Goal >> Reproduce every line of the records below verbatim, from the first to the last, but leave out the pictures.

________

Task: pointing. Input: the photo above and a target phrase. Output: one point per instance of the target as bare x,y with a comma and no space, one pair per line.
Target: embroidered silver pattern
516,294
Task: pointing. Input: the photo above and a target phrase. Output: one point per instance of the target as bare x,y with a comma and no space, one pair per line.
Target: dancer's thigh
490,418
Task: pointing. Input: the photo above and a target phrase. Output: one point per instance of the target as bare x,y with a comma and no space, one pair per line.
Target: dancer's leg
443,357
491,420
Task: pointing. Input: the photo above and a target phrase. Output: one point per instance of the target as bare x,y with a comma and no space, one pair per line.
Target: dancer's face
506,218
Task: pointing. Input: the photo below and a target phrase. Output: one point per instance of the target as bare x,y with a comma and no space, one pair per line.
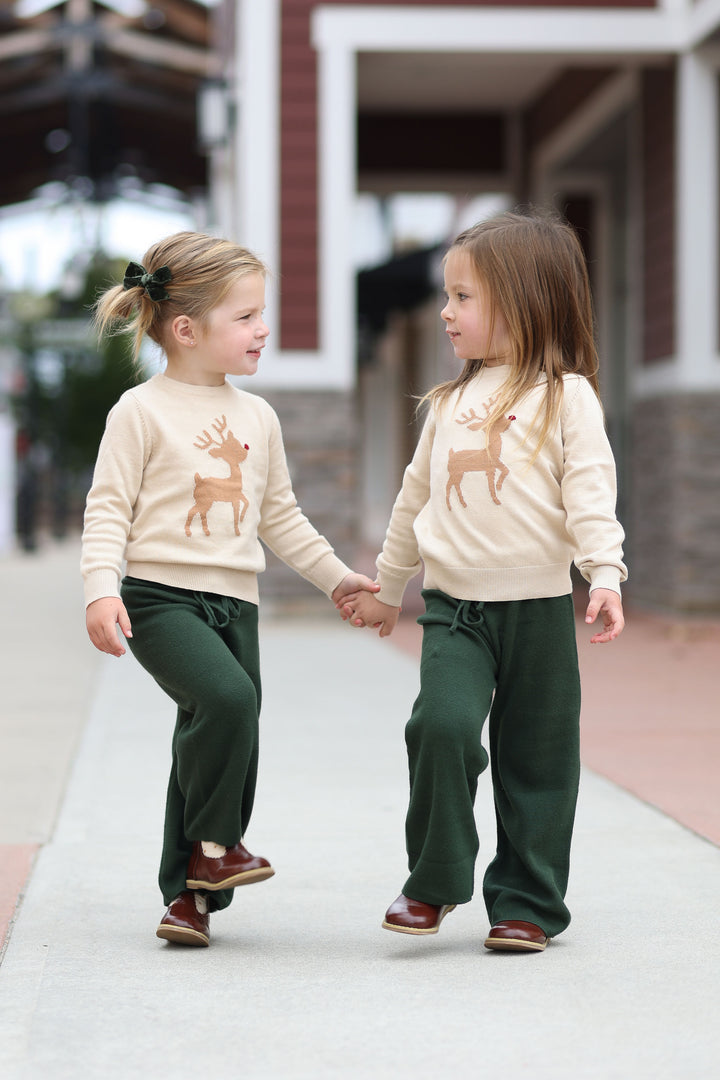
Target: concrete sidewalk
300,982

________

Task answer >>
Task: pointing. Input: the photo above and a target phrase. Output: one point per instance of the target as bare x,y with a comma and no space, one pair per line.
Target: embroidered silver pattern
516,294
Task: pointing. Input: the photo above and a target phrase. Output: one point per instance of the target as bare x,y with a comma and no space, one pair per line.
Target: dancer's thigh
490,418
Task: pointing. Input: the photo above and a target phrase. Output: one point per instance of the target as bare x,y with a comma and no space, one pair per line.
Target: dancer's leg
443,357
491,420
Task: pointing. Input: the photo above and a target phrase. Output: one point per instance of the target as bare x,y with a comma and no space, one pair per line.
Target: dancer's face
506,218
Task: pointing. Input: the photo below and a target phrase. Output: one point per instance of the target as bare x,y with a comma and no space, one pair per line.
Target: concrete sidewalk
300,982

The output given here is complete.